## EXCERPTED RECORDS

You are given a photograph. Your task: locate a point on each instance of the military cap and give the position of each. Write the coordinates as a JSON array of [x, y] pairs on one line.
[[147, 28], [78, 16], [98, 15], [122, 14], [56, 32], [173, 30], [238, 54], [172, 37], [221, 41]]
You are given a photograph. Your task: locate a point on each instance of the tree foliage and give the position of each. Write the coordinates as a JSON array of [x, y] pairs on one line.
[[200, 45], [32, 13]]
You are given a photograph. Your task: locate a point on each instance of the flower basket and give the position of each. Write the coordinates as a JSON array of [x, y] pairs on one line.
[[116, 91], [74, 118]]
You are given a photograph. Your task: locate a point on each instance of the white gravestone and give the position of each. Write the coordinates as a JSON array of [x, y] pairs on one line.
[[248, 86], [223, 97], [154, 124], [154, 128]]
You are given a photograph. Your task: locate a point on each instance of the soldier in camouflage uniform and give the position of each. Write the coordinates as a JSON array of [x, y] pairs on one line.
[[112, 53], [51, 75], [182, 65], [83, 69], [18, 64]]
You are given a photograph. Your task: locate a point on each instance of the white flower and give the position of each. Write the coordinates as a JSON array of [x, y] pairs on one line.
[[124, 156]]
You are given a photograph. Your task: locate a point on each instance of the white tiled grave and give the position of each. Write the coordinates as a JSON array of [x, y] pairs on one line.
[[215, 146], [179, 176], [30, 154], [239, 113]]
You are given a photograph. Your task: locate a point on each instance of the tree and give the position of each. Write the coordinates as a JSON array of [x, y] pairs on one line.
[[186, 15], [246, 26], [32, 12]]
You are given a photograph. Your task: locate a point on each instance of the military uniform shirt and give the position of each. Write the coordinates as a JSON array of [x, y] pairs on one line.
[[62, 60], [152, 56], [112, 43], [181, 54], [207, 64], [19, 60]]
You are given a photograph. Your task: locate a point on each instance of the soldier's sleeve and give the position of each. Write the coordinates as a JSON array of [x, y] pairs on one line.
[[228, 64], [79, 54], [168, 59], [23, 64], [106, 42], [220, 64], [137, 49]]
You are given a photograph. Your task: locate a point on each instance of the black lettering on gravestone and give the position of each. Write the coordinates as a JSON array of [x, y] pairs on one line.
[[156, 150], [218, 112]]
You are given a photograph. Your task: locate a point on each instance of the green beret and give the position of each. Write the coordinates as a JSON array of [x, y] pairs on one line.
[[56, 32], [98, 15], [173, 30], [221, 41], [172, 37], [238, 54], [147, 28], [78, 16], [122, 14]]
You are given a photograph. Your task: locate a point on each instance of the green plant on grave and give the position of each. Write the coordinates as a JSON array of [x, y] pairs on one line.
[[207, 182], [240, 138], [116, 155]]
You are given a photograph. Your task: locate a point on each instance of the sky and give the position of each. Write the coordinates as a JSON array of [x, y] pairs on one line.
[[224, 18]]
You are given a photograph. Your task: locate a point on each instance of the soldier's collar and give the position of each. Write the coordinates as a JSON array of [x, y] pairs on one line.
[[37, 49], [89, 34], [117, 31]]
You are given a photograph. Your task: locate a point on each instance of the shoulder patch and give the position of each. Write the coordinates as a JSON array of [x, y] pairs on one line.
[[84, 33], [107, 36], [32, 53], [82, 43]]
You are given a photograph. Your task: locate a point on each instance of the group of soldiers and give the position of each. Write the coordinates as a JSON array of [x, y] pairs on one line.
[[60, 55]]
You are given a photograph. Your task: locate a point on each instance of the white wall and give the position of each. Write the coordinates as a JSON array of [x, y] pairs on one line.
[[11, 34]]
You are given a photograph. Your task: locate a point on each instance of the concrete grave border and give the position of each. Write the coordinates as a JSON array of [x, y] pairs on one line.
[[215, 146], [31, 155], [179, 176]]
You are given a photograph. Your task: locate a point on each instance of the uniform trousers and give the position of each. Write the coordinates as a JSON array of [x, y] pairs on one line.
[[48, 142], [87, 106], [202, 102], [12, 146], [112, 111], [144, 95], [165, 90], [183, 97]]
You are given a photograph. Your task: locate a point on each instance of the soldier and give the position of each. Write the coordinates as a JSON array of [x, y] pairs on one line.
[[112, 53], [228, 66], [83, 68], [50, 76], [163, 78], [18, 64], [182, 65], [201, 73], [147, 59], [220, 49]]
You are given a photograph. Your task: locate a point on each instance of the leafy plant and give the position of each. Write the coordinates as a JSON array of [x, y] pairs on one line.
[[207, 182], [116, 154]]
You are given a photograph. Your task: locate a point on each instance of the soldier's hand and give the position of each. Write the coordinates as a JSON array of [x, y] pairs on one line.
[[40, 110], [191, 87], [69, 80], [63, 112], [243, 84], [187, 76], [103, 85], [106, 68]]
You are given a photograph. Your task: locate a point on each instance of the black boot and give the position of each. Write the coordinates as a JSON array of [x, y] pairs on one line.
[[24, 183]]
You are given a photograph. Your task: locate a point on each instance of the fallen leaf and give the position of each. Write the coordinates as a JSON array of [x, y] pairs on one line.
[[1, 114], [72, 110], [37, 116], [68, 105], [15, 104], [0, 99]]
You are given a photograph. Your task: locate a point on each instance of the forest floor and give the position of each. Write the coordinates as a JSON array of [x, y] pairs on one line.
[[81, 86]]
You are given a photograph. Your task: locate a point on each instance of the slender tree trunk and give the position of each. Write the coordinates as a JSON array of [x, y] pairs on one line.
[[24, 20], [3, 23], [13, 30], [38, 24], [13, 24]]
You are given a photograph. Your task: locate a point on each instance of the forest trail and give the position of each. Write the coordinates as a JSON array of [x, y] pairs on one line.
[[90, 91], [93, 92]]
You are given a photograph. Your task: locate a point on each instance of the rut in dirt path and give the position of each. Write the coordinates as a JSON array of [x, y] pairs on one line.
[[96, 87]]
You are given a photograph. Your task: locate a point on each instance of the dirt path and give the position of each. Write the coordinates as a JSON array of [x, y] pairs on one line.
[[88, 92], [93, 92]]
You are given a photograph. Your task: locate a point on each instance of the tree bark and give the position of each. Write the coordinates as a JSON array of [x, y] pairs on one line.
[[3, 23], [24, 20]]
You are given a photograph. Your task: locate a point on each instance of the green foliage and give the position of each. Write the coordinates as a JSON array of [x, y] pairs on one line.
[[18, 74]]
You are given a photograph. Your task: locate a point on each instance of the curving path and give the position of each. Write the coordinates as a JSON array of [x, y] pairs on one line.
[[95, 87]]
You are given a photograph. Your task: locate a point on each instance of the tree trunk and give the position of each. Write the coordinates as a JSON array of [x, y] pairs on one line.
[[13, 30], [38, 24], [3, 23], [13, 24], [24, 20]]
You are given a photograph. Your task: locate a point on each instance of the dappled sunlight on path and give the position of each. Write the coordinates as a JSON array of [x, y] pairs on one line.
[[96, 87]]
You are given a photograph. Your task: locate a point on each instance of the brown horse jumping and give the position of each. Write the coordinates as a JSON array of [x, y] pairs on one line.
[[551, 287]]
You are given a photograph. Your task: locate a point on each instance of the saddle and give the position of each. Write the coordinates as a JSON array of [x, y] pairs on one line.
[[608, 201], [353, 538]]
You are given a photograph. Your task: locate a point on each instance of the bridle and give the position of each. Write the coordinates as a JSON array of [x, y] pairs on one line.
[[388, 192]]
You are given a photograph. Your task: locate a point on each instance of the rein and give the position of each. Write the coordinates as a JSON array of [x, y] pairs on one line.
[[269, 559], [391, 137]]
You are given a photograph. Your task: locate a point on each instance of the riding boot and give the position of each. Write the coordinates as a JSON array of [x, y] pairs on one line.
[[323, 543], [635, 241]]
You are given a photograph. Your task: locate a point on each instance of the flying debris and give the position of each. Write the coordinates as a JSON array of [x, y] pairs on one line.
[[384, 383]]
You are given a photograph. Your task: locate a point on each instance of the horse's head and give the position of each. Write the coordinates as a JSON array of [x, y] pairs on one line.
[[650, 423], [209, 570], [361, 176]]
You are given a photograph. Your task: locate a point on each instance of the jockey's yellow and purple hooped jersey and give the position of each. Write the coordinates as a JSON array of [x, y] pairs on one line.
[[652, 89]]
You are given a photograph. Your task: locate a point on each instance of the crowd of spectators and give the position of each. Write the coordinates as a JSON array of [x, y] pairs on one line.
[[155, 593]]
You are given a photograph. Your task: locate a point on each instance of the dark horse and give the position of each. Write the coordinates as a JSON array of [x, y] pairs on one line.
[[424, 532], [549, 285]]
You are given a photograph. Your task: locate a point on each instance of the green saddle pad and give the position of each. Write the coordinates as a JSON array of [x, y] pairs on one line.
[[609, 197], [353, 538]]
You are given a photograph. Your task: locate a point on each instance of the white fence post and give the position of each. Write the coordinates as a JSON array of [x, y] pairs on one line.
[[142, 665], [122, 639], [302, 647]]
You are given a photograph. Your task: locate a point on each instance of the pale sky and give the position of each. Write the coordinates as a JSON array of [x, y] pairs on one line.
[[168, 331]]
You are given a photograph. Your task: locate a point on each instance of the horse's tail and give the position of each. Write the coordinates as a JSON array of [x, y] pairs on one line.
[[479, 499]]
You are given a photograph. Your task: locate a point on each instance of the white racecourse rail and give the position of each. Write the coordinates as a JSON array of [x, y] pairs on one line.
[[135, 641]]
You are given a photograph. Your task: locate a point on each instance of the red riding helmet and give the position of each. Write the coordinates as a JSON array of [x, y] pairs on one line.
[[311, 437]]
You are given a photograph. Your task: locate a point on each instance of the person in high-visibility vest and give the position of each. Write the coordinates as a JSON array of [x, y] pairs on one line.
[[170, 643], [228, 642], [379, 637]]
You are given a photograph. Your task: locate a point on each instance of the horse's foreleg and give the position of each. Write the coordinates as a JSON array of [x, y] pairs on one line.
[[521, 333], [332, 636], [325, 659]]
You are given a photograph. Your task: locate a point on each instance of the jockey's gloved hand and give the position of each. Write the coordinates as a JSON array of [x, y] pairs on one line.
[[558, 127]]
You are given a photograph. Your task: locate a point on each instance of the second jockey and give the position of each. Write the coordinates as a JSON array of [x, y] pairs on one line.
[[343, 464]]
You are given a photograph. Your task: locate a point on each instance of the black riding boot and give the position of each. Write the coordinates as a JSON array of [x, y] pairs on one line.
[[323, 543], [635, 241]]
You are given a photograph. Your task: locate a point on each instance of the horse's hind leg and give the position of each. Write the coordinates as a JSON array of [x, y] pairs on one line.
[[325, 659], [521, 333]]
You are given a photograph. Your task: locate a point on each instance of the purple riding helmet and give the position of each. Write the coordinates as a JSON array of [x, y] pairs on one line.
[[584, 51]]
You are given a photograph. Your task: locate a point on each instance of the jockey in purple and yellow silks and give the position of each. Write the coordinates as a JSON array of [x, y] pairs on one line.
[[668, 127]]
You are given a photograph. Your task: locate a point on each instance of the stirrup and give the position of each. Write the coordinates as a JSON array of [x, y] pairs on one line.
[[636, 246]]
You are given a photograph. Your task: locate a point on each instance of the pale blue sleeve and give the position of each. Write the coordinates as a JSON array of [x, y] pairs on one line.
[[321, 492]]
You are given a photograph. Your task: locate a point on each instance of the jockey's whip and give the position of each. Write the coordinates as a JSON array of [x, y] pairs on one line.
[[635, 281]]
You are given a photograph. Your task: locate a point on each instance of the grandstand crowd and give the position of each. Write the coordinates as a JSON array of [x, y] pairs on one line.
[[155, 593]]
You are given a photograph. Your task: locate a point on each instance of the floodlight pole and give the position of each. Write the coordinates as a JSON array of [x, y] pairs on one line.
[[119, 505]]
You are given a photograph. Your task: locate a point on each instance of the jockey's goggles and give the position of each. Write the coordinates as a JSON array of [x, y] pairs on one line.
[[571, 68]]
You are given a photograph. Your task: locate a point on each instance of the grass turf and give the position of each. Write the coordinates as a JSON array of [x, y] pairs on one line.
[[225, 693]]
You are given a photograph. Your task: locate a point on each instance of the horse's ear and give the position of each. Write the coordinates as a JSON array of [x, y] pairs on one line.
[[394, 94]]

## WHAT NEEDS TO BE DONE
Copy out the records above word for word, starting with the line containing "the green plant" and continuing through the line containing "[[37, 49], [89, 34], [117, 31]]", with both of those lines included.

## TASK ANSWER
You are given a photograph. Your task: locate a point on each instance of the green plant on grave and give the position of each. Write the coordinates as a JSON array of [x, y] pairs on one line.
[[207, 182], [240, 138], [116, 155]]
You are given a photograph. Your task: locate a point on each instance of the sky and give the position of each. Write the coordinates as a JSON array of [x, y] pairs on one line.
[[224, 18]]
You are given a photograph. Your task: locate a point on each instance of the soldier's collar and give the position of each. Write the coordinates as a JSON array of [x, y] pairs on one line.
[[37, 49], [89, 34], [117, 31]]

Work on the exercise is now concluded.